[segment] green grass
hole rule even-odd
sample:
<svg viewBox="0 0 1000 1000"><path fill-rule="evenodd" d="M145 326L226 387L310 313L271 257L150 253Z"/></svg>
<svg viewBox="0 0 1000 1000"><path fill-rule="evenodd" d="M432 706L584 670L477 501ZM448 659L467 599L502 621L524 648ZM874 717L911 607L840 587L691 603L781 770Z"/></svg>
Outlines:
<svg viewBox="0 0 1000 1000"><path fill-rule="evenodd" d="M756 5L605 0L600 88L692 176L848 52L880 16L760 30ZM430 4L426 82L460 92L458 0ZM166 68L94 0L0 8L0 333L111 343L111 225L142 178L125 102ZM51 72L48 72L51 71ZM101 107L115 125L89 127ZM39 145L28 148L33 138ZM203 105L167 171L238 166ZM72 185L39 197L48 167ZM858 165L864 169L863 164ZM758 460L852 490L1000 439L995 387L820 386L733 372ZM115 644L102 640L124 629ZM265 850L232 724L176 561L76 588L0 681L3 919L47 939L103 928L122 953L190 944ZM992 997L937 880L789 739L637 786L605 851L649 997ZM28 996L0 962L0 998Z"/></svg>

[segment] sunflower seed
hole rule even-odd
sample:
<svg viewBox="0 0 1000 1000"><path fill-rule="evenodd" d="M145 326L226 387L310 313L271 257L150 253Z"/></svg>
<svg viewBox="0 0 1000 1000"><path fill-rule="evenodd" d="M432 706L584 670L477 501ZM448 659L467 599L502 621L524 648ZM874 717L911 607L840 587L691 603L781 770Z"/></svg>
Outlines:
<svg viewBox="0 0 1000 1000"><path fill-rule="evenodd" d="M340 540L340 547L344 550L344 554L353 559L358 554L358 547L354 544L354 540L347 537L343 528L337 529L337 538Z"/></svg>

____________________

[What you are asked to do] Every line that holds the string "segment" must be copied from the records above.

[Written answer]
[segment] green grass
[segment] sunflower seed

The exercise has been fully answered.